:: EXERCISE ::
Using the entries below, output exactly the line containing "Locate the steering" and all lines that follow it to the end.

:: DATA PROVIDED ::
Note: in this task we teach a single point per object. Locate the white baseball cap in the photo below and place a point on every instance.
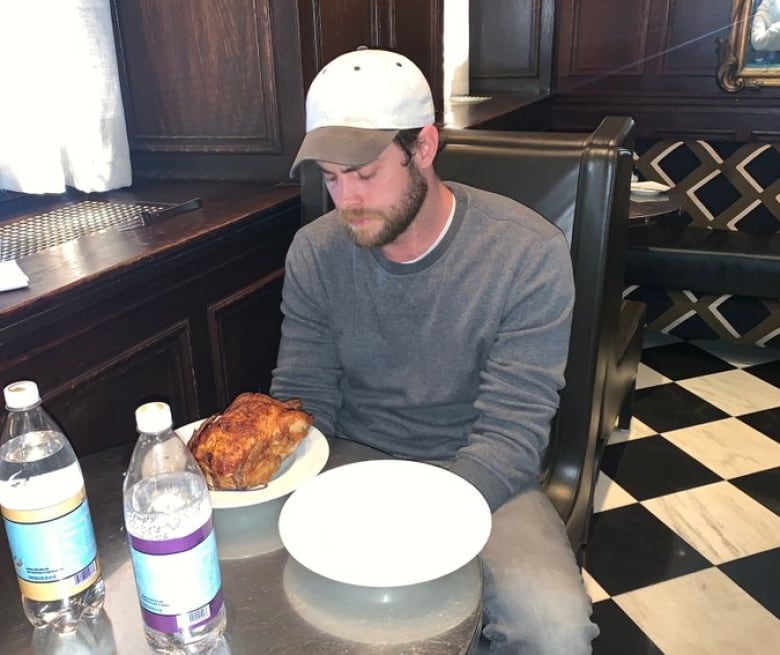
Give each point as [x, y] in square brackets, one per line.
[357, 104]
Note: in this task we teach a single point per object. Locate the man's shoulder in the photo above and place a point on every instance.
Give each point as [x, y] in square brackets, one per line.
[323, 232]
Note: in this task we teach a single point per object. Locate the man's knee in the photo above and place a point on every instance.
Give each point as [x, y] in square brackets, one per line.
[546, 620]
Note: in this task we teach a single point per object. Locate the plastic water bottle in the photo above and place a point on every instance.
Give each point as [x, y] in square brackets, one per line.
[171, 537]
[46, 515]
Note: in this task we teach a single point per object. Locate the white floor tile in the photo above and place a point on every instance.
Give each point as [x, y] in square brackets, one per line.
[594, 589]
[704, 613]
[609, 494]
[638, 430]
[737, 354]
[719, 521]
[729, 447]
[735, 392]
[652, 339]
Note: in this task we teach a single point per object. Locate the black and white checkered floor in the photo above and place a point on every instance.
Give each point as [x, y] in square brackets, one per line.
[684, 553]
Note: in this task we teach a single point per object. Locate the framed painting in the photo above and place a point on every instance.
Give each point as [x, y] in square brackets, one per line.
[750, 58]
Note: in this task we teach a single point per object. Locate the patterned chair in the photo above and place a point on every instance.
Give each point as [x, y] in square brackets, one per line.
[714, 271]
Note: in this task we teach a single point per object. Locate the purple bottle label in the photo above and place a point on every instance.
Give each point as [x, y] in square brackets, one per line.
[178, 580]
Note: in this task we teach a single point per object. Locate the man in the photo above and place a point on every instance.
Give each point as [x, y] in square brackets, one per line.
[431, 320]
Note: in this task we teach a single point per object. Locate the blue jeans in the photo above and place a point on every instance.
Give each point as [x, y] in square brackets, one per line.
[535, 601]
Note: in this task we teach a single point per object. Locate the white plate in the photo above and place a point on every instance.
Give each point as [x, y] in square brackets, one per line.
[649, 188]
[304, 463]
[385, 523]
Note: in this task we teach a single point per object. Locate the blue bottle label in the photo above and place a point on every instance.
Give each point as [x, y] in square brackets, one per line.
[178, 580]
[53, 549]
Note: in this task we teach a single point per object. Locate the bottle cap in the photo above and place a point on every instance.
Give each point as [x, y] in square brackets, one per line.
[153, 417]
[21, 395]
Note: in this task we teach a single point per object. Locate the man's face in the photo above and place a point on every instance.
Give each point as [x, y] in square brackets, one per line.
[377, 202]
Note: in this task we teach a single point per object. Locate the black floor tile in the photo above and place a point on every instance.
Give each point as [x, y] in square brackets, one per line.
[768, 372]
[759, 575]
[679, 361]
[619, 634]
[667, 407]
[630, 548]
[763, 486]
[653, 466]
[767, 421]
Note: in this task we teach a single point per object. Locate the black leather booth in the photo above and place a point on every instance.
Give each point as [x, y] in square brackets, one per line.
[581, 183]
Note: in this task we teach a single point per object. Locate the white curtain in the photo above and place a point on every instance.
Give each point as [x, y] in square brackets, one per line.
[61, 116]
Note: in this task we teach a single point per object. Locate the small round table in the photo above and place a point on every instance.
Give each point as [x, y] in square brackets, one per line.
[274, 605]
[652, 209]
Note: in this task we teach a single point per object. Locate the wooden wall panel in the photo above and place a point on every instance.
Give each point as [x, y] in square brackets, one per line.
[690, 43]
[608, 37]
[329, 28]
[654, 60]
[211, 88]
[199, 75]
[510, 47]
[245, 330]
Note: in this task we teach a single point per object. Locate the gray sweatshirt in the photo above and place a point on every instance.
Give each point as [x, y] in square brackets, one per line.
[456, 358]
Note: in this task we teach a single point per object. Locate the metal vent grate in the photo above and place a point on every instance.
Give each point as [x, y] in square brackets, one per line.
[77, 219]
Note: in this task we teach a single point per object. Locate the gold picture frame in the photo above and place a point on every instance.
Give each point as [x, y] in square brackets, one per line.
[750, 58]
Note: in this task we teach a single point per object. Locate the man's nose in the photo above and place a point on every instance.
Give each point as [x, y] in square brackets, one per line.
[347, 195]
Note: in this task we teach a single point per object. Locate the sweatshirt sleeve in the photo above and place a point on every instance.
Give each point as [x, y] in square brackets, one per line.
[524, 370]
[307, 365]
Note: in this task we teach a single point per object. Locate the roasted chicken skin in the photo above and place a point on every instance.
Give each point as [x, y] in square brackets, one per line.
[245, 445]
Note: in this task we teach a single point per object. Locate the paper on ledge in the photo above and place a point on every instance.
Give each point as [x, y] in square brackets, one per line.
[11, 276]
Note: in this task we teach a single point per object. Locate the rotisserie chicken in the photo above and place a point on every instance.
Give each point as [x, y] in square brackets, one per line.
[244, 446]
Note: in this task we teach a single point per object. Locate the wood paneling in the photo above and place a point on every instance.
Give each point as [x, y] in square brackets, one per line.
[329, 28]
[654, 60]
[115, 319]
[199, 75]
[211, 88]
[97, 409]
[608, 38]
[245, 330]
[510, 46]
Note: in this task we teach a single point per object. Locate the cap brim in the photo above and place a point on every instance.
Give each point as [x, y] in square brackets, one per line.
[347, 146]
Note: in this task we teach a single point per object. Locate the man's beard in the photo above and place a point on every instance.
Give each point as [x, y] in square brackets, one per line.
[394, 220]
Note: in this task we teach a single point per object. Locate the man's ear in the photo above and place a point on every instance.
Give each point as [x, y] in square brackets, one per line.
[427, 146]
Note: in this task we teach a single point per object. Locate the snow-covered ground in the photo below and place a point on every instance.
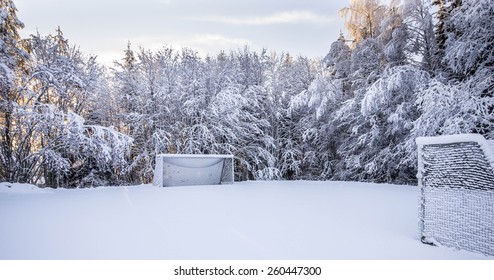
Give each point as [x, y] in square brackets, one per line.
[248, 220]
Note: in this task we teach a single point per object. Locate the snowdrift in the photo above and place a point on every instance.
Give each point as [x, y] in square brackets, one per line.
[247, 220]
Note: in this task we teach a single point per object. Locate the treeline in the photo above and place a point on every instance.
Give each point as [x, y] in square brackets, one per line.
[405, 70]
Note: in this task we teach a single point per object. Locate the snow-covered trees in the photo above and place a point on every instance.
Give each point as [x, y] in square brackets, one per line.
[67, 121]
[13, 58]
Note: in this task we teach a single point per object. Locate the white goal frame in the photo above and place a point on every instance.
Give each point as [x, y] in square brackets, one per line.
[188, 169]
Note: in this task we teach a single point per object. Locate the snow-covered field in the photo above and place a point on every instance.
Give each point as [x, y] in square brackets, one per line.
[248, 220]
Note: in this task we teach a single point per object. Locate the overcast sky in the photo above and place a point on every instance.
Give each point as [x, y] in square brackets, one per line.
[103, 27]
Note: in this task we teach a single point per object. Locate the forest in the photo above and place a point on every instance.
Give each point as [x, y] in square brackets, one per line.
[402, 70]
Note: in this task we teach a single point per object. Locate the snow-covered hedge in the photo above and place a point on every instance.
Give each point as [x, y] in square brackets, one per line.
[456, 177]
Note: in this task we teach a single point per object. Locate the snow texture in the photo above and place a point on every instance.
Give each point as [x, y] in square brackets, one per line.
[456, 176]
[187, 169]
[247, 220]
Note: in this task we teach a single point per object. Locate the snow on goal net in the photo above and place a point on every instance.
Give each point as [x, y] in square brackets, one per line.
[186, 169]
[456, 178]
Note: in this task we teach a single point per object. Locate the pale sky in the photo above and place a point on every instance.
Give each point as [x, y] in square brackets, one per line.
[103, 27]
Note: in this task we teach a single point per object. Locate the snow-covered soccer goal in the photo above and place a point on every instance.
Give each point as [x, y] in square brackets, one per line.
[456, 177]
[186, 169]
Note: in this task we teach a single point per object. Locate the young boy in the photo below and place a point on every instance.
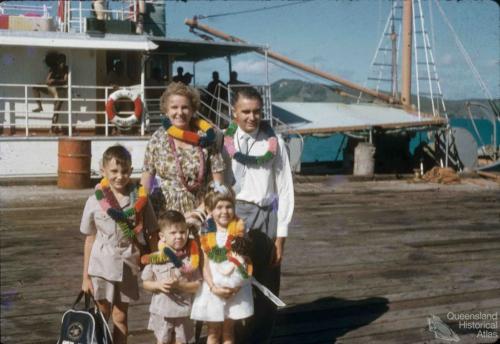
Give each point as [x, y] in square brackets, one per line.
[173, 276]
[116, 220]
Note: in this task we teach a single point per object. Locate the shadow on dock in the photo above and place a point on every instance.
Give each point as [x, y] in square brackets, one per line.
[326, 319]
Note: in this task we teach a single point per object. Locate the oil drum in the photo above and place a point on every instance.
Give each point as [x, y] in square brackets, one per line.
[74, 156]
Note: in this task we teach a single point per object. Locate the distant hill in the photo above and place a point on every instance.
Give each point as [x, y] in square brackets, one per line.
[291, 90]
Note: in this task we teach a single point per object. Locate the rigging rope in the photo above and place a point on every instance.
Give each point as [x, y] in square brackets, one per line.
[465, 54]
[252, 10]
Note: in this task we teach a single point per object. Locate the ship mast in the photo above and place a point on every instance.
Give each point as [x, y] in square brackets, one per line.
[406, 55]
[193, 24]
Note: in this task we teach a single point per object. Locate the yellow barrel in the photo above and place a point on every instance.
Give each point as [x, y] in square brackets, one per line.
[73, 171]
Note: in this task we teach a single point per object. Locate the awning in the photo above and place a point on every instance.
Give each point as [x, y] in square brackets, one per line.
[75, 40]
[194, 51]
[315, 118]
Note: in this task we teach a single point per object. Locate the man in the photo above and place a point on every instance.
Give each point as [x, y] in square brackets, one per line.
[57, 77]
[212, 86]
[264, 200]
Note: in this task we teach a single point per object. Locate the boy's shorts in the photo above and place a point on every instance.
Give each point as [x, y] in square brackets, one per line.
[112, 291]
[164, 328]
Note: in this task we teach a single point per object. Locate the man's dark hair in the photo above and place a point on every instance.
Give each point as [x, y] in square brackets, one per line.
[247, 92]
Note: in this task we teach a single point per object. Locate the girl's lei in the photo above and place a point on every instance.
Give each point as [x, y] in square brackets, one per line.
[166, 254]
[245, 159]
[219, 254]
[190, 136]
[110, 206]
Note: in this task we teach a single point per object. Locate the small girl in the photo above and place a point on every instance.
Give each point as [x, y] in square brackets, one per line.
[172, 274]
[226, 293]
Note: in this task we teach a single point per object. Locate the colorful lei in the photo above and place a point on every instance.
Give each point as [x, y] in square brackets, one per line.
[190, 136]
[236, 228]
[167, 254]
[180, 172]
[245, 159]
[110, 206]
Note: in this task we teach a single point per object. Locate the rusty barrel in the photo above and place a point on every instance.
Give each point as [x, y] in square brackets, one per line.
[73, 170]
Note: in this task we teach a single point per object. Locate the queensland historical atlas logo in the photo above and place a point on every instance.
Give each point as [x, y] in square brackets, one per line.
[441, 330]
[483, 325]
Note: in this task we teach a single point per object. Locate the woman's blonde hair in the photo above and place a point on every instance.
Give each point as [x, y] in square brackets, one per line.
[220, 193]
[180, 89]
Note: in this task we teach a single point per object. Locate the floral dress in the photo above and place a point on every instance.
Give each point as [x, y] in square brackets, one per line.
[159, 160]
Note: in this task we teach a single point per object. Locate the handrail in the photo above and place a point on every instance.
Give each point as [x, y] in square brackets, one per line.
[45, 9]
[78, 100]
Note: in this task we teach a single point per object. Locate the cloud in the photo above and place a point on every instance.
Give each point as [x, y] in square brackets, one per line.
[250, 67]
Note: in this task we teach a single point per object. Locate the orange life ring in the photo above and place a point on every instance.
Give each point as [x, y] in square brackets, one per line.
[124, 122]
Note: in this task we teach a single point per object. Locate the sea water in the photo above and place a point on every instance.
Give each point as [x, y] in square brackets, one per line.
[330, 148]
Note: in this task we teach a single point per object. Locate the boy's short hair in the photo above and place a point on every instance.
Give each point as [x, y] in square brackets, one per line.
[214, 196]
[170, 217]
[119, 153]
[248, 93]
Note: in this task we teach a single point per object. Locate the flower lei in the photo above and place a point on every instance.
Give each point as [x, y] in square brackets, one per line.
[166, 254]
[219, 254]
[110, 206]
[190, 136]
[245, 159]
[201, 169]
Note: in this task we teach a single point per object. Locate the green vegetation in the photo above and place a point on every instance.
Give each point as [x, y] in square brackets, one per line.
[290, 90]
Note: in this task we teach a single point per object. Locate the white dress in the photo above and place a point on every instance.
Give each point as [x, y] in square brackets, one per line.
[209, 307]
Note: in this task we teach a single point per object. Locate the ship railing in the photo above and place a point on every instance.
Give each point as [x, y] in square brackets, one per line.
[12, 9]
[82, 112]
[78, 15]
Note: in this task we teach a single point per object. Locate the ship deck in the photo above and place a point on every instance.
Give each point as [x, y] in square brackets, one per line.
[366, 262]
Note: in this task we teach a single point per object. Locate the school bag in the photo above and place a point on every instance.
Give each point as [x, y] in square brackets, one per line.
[86, 326]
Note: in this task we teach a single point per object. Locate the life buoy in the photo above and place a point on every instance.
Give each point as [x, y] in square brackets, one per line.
[124, 122]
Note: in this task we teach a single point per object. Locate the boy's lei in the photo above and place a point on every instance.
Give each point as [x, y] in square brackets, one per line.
[236, 228]
[130, 220]
[166, 254]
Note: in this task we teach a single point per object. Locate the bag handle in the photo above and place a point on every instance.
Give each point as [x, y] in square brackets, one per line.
[88, 297]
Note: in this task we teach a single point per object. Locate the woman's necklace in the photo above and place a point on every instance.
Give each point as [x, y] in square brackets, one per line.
[191, 137]
[110, 206]
[245, 159]
[180, 172]
[167, 254]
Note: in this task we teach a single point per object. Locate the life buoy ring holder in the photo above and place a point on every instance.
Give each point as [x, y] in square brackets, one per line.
[124, 122]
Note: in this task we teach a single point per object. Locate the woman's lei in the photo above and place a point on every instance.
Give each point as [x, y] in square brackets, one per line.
[167, 254]
[236, 228]
[110, 206]
[180, 172]
[245, 159]
[190, 136]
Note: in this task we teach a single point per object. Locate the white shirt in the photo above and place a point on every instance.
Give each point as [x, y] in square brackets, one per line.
[263, 183]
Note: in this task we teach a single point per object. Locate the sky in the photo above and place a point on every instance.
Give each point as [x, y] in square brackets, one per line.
[341, 37]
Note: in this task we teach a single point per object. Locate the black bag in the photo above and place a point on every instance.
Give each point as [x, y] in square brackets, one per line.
[86, 326]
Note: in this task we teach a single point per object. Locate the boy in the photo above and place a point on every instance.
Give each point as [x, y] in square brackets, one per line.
[173, 276]
[116, 219]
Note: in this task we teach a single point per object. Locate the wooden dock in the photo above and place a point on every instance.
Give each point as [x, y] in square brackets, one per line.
[366, 262]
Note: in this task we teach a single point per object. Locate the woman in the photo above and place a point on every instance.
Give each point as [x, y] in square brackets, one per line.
[181, 152]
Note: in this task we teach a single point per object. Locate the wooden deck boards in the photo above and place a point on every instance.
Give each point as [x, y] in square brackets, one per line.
[365, 262]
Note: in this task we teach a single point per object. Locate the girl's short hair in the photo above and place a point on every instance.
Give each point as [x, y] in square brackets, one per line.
[170, 217]
[119, 153]
[180, 89]
[217, 194]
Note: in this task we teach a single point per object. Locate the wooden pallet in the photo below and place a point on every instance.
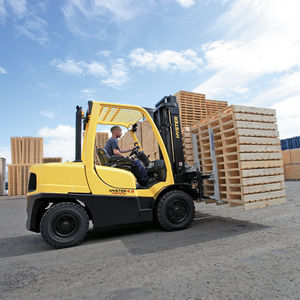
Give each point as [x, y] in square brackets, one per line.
[2, 175]
[194, 107]
[248, 156]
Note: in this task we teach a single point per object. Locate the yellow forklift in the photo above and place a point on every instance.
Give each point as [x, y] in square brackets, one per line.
[63, 198]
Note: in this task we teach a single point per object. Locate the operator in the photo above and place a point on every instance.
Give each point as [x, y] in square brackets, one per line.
[112, 148]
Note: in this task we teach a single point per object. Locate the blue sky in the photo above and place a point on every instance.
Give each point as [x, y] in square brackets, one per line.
[55, 55]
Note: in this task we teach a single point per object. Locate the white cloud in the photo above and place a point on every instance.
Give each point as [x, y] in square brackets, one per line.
[2, 70]
[87, 91]
[186, 60]
[26, 19]
[47, 114]
[59, 141]
[18, 7]
[87, 94]
[286, 86]
[96, 68]
[68, 66]
[105, 53]
[186, 3]
[288, 116]
[34, 28]
[118, 74]
[79, 67]
[89, 19]
[262, 37]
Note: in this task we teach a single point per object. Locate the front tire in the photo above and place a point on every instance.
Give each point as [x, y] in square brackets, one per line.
[64, 225]
[175, 210]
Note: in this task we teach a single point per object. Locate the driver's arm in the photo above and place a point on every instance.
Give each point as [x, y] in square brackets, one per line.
[120, 151]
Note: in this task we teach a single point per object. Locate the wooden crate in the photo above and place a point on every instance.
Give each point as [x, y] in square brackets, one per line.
[295, 156]
[248, 156]
[12, 180]
[52, 160]
[292, 172]
[286, 157]
[194, 107]
[16, 150]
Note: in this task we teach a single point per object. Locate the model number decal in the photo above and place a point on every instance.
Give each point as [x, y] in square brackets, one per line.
[120, 191]
[176, 127]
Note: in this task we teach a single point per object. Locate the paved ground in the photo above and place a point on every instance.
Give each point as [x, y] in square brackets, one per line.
[227, 253]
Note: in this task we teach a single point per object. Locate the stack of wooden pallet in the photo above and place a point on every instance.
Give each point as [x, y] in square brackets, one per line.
[195, 107]
[100, 140]
[248, 156]
[25, 151]
[52, 160]
[291, 162]
[2, 175]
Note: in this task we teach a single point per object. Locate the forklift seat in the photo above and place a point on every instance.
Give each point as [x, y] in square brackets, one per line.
[103, 156]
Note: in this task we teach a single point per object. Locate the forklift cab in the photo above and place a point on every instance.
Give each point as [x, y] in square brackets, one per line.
[115, 173]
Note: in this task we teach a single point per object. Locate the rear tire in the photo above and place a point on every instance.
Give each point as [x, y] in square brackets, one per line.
[64, 225]
[175, 210]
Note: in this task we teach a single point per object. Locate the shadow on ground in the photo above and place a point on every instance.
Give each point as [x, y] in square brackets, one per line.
[142, 239]
[149, 238]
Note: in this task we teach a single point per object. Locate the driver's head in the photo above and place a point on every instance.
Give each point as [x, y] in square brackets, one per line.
[116, 131]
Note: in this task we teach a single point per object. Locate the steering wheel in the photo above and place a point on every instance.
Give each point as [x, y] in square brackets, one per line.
[135, 149]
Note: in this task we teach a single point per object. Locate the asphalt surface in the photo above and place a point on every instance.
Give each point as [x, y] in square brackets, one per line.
[227, 253]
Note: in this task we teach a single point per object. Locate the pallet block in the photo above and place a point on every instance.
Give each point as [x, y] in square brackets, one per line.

:: EXERCISE ANSWER ::
Note: in this task we teach a single point per object. Locate the steering wheel in the photo above and place a point on every instance.
Give each point as [x, y] in square brackets, one per line.
[135, 149]
Note: in this task we teach a single point per object. Locate the asphalt surface in the photo above and place a point on every instance.
Give each point as [x, y] in square brackets, one per line.
[227, 253]
Note: in this task we teach a single point per object. Locate the pallet block in the photo above and place a point on every instance.
Give each point as [x, y] in square brackets, one per line.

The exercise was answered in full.